Problem A ▸
Repeat, character for character, the stretch of the SEPA reference manual below from "An object of" through "level. Default 0.95.".

Package 'SEPA' reference manual

Title:	Segment Profile Extraction via Pattern Analysis
Description:	Implements the Segment Profile Extraction via Pattern Analysis method for row-mean-centered multivariate data. Core capabilities include SVD-based row-isometric biplot construction, bias-corrected and accelerated, and percentile bootstrap confidence intervals for domain coordinates and per-person direction cosines, Procrustes alignment of bootstrap replicates across planes, parallel analysis for dimensionality selection, and segment profile reconstruction in planes defined by pairs of singular dimensions. A synthetic Woodcock-Johnson IV look-alike dataset is provided for examples and testing. The method is described in Kim and Grochowalski (2019) <doi:10.1007/s00357-018-9277-7>.
Authors:	Se-Kang Kim [aut, cre] (ORCID: <https://orcid.org/0000-0003-0928-3396>)
Maintainer:	Se-Kang Kim <[email protected]>
License:	MIT + file LICENSE
Version:	0.1.0
Built:	2026-05-25 07:16:54 UTC
Source:	https://github.com/cran/SEPA

BCa (with percentile fallback) confidence intervals for all bootstrap indices

Description

Loops over columns of a boot object and calls boot.ci for each, returning a tidy data frame. Falls back to percentile intervals if the BCa calculation fails.

Usage

boot_cis_all(boot_obj, type = c("bca", "perc"), level = 0.95, idx_vec = NULL)
boot_cis_all(boot_obj, type = c("bca", "perc"), level = 0.95, idx_vec = NULL)

Arguments

boot_obj

An object of class "boot" returned by boot.

type

Character vector passed to boot.ci's type argument. Default c("bca", "perc").

level

Numeric confidence level. Default 0.95.

idx_vec

Integer vector of column indices to process. Defaults to all columns of boot_obj$t.

Value

A data frame with columns index, lwr, upr, and method (one row per element of idx_vec).

Examples

## Not run: 
# See run_sepa() for an end-to-end example

## End(Not run)

## Not run: 
# See run_sepa() for an end-to-end example

## End(Not run)

Draw a SEPA row-isometric SVD biplot

Description

Produces a base-R row-isometric biplot for a specified pair of dimensions (p1, p2). All persons are plotted as grey dots; a subset specified by ids_highlight is overlaid in red and labelled. Domain loading vectors are drawn as arrows. The plot is optionally saved to a PDF.

Usage

draw_sepa_biplot(
  svd_fit,
  id_vec,
  domain_names,
  p1 = 1L,
  p2 = 2L,
  ids_highlight = NULL,
  out_file = NULL,
  a_scale = 35,
  t_scale = 40,
  arrow_col = "#1F4E79",
  hi_col = "red3",
  others_alpha = 0.3
)

Exercise data ▸
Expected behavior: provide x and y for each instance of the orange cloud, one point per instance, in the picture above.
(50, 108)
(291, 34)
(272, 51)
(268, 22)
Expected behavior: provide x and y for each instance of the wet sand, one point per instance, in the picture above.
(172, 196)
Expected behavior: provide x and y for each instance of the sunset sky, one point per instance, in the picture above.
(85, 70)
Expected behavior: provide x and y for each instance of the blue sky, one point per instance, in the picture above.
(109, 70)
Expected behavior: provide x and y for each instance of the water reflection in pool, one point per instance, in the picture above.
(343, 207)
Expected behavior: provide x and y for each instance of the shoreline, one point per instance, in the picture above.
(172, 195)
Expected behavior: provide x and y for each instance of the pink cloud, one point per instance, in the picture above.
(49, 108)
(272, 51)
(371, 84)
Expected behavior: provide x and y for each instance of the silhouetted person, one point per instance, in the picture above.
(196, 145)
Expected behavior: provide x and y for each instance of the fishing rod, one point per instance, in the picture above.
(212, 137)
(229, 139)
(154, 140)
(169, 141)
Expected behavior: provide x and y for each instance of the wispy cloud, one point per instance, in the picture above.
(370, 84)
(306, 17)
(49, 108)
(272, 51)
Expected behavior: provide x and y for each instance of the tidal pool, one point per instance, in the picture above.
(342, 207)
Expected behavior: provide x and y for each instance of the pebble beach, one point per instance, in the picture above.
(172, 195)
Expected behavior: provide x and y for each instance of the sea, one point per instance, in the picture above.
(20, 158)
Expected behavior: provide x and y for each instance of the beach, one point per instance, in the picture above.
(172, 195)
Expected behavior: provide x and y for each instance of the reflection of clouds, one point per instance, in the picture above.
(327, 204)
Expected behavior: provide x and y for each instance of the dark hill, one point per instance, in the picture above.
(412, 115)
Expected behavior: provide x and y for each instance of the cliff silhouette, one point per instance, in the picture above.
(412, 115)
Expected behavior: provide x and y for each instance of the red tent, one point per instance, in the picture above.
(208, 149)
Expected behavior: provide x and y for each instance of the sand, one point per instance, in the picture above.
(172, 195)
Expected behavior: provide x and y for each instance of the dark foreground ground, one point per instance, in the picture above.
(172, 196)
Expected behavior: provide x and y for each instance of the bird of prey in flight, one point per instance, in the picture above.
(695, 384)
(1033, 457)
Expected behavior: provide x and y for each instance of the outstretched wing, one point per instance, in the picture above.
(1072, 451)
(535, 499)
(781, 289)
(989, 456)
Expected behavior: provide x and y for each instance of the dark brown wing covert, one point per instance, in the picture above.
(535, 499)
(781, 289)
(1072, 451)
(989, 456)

Problem B ▸
Return each line of the listing above that contains the word "wing".

Exercise answer A ▸
An object of class "boot" returned by boot.

type

Character vector passed to boot.ci's type argument. Default c("bca", "perc").

level

Numeric confidence level. Default 0.95.

Exercise answer B ▸
Expected behavior: provide x and y for each instance of the outstretched wing, one point per instance, in the picture above.
Expected behavior: provide x and y for each instance of the dark brown wing covert, one point per instance, in the picture above.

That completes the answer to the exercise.